WHAT TO WORK ON
The data below is to be returned in full and exactly.

SUPPLIED DATA
========
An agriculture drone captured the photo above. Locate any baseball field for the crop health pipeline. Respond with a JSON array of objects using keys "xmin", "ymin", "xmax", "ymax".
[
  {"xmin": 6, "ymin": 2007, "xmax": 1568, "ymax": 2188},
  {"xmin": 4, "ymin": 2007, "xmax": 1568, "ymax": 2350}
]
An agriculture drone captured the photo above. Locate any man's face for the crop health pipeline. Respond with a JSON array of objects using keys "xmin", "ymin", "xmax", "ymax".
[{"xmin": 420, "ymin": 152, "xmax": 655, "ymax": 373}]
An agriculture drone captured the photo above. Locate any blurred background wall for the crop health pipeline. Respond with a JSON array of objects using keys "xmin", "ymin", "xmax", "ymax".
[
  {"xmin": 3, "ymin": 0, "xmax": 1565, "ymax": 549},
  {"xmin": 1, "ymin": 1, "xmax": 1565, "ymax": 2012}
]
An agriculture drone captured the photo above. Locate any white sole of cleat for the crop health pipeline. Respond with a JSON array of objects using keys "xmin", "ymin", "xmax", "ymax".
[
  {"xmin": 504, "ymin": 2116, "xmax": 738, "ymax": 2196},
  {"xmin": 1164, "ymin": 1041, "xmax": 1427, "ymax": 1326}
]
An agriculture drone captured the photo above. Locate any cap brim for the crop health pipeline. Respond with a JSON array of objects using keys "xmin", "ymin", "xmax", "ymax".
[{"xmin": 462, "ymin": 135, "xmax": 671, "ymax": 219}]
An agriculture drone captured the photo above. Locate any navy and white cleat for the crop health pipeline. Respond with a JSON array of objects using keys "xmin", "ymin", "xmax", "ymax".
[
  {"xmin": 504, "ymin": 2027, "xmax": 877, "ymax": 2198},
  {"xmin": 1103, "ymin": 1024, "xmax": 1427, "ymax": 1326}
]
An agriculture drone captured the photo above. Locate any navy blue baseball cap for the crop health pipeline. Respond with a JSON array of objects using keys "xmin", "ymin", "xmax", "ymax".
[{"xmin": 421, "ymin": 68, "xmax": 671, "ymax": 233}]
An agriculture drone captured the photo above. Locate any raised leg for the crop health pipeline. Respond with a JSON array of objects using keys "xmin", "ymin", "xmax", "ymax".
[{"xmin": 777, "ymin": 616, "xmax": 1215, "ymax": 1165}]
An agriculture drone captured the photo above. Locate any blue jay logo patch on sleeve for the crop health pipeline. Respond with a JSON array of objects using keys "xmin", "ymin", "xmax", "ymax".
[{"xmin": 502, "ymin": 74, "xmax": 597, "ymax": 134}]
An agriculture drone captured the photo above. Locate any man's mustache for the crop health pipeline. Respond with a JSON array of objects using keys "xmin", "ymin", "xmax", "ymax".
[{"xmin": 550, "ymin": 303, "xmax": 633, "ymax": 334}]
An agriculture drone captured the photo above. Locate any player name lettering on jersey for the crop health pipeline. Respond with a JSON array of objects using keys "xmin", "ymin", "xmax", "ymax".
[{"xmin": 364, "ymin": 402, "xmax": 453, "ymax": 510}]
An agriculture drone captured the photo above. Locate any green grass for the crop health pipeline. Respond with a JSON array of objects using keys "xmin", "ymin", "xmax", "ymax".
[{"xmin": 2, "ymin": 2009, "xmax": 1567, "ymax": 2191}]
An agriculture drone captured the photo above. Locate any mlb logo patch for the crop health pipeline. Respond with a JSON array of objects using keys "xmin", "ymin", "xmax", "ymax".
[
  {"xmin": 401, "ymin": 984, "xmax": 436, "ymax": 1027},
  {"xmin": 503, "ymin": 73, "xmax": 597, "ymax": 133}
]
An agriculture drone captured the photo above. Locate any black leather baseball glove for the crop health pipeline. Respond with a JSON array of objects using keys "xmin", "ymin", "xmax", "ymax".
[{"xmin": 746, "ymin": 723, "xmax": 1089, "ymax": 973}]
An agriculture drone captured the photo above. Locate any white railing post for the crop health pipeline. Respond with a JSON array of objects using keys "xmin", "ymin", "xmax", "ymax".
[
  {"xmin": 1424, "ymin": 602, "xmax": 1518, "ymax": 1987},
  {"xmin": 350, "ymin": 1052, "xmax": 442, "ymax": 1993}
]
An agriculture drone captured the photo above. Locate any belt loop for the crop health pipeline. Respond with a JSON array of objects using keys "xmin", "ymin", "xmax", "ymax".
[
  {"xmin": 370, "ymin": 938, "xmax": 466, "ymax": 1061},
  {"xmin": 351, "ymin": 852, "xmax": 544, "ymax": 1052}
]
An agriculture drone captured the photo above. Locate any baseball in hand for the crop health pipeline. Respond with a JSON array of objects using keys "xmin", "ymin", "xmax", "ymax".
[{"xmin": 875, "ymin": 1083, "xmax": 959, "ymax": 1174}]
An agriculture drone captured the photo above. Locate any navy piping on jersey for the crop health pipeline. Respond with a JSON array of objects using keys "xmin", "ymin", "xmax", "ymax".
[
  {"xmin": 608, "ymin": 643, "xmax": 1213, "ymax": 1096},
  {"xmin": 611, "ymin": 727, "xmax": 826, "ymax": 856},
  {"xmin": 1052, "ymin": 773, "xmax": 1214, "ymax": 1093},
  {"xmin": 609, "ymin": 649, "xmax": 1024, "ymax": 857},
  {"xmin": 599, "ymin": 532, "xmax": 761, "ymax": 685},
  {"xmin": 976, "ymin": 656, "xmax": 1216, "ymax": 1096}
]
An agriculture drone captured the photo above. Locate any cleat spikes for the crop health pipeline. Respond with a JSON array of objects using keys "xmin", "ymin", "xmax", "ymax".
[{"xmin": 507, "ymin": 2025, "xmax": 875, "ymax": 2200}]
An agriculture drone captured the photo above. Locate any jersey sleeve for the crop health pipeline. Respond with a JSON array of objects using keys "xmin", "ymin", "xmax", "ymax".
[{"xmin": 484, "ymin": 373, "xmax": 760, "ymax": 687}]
========
RESULT OF THE EXERCISE
An agriculture drone captured the photo above. Locate any baseball field for the crop health pipeline. Respond with a JSON array of objects using keys "xmin", "ymin", "xmax", "ymax".
[
  {"xmin": 6, "ymin": 2007, "xmax": 1568, "ymax": 2188},
  {"xmin": 4, "ymin": 2007, "xmax": 1568, "ymax": 2350}
]
An agriculture drone captured the photo above. Locate any man's face for the crop health pipeline. Respond with a JSON array of objects using keys "xmin", "ymin", "xmax", "ymax".
[{"xmin": 420, "ymin": 152, "xmax": 655, "ymax": 373}]
An agriculture drone captured the photo above. Locate any blurred background wall for the crop health pipeline. Respond with a JSON array of objects using keys "xmin", "ymin", "xmax", "ymax".
[
  {"xmin": 3, "ymin": 0, "xmax": 1565, "ymax": 549},
  {"xmin": 1, "ymin": 1, "xmax": 1565, "ymax": 2012}
]
An agriculture drone captured the photo above. Locate any white sole of cleat for the crop health pipeline. Respond with a JSON array of objects using keys "xmin", "ymin", "xmax", "ymax".
[
  {"xmin": 504, "ymin": 2116, "xmax": 738, "ymax": 2196},
  {"xmin": 1164, "ymin": 1041, "xmax": 1427, "ymax": 1326}
]
An agriculture drone captured the photo above. Locate any cap brim for the crop health pipeline. Respond with a JSON array of objects using keys "xmin", "ymin", "xmax", "ymax".
[{"xmin": 462, "ymin": 135, "xmax": 671, "ymax": 219}]
An agriculture drone captured the photo above. Locate any navy and white cleat for the crop health pipeline. Respond with a JSON array of objects using keys "xmin", "ymin", "xmax", "ymax".
[
  {"xmin": 504, "ymin": 2027, "xmax": 877, "ymax": 2198},
  {"xmin": 1103, "ymin": 1024, "xmax": 1427, "ymax": 1326}
]
An agriculture drone captured the photo above. Locate any navy blue baseball cap for the crop health pipeline. Respond with a JSON array of objects using keys "xmin", "ymin", "xmax", "ymax".
[{"xmin": 421, "ymin": 68, "xmax": 671, "ymax": 233}]
An agriculture drone captured the photo above. Locate any raised leg for the crop health pipeline. Respond with a JSON array of objects using keys "xmin", "ymin", "xmax", "ymax".
[{"xmin": 777, "ymin": 616, "xmax": 1215, "ymax": 1165}]
An agriculture drone captured the photo above. Locate any blue jay logo patch on sleeve for the crop health pipeline. Respond with a JSON array of objects using keys "xmin", "ymin", "xmax", "ymax".
[{"xmin": 502, "ymin": 74, "xmax": 597, "ymax": 134}]
An agriculture drone captured the photo above. Locate any man's mustache for the crop health pipeline. Respond with a JSON array of objects using keys "xmin", "ymin", "xmax", "ymax".
[{"xmin": 550, "ymin": 303, "xmax": 633, "ymax": 334}]
An agriculture drone captured the photo above. Locate any player name lettering on jersey for the crop health pipeline. Respond with a JSON array of objects using keys "xmin", "ymin", "xmax", "ymax".
[{"xmin": 364, "ymin": 402, "xmax": 453, "ymax": 510}]
An agriculture drone captured the photo above. Locate any green grass for the crop health pipeline. Respond with a JSON array of objects using keys "xmin", "ymin", "xmax", "ymax".
[{"xmin": 2, "ymin": 2009, "xmax": 1567, "ymax": 2191}]
An agriculture drone captured the photo above. Locate any mlb logo patch for the crop health pipeline. Respond with a JSON array of objects using keys "xmin", "ymin", "xmax", "ymax".
[
  {"xmin": 401, "ymin": 984, "xmax": 436, "ymax": 1027},
  {"xmin": 503, "ymin": 73, "xmax": 597, "ymax": 133}
]
An agriculture drone captured the photo above. Locate any black leather baseball glove for the crop health pipeline. Respond with a JSON array of objects using keys "xmin", "ymin", "xmax", "ymax".
[{"xmin": 746, "ymin": 723, "xmax": 1089, "ymax": 973}]
An agriculture drone captured the photo above. Locate any white railing post for the crop health pipeline. Respond with a JSON array of objects using keys "xmin", "ymin", "xmax", "ymax".
[
  {"xmin": 1424, "ymin": 602, "xmax": 1518, "ymax": 1987},
  {"xmin": 350, "ymin": 1052, "xmax": 442, "ymax": 1993}
]
An agriculture drone captured the photo above. Locate any belt loop for the crop health pipeline. Respond with a JSON array of objects using keys "xmin", "ymin", "xmax", "ymax".
[
  {"xmin": 370, "ymin": 938, "xmax": 466, "ymax": 1061},
  {"xmin": 351, "ymin": 852, "xmax": 544, "ymax": 1052}
]
An agriculture drone captured the photo above. Locate any baseball in hand for the crop health pipeline. Respond with a JSON array of objects using keys "xmin", "ymin", "xmax", "ymax".
[{"xmin": 875, "ymin": 1083, "xmax": 959, "ymax": 1174}]
An agriculture drone captured the photo above. Locate any navy piping on jersey for the crop health pipeline. Respond with a JSON array of objects using keys "xmin", "ymin", "xmax", "ymax".
[
  {"xmin": 608, "ymin": 643, "xmax": 1213, "ymax": 1096},
  {"xmin": 611, "ymin": 727, "xmax": 826, "ymax": 856},
  {"xmin": 1052, "ymin": 773, "xmax": 1214, "ymax": 1093},
  {"xmin": 609, "ymin": 649, "xmax": 1024, "ymax": 857},
  {"xmin": 599, "ymin": 532, "xmax": 761, "ymax": 685},
  {"xmin": 976, "ymin": 656, "xmax": 1216, "ymax": 1096}
]
An agriculture drone captured the photo above. Locate any cleat spikes for the crop health pipeline. Respond with a JSON array of objects using keys "xmin", "ymin", "xmax", "ymax".
[{"xmin": 507, "ymin": 2025, "xmax": 875, "ymax": 2200}]
An agriculture drone captured the photo above. Locate any jersey sleeve for the crop health pipeline. Respond with a JSON array of objects using keys "xmin", "ymin", "xmax", "ymax".
[{"xmin": 484, "ymin": 373, "xmax": 760, "ymax": 687}]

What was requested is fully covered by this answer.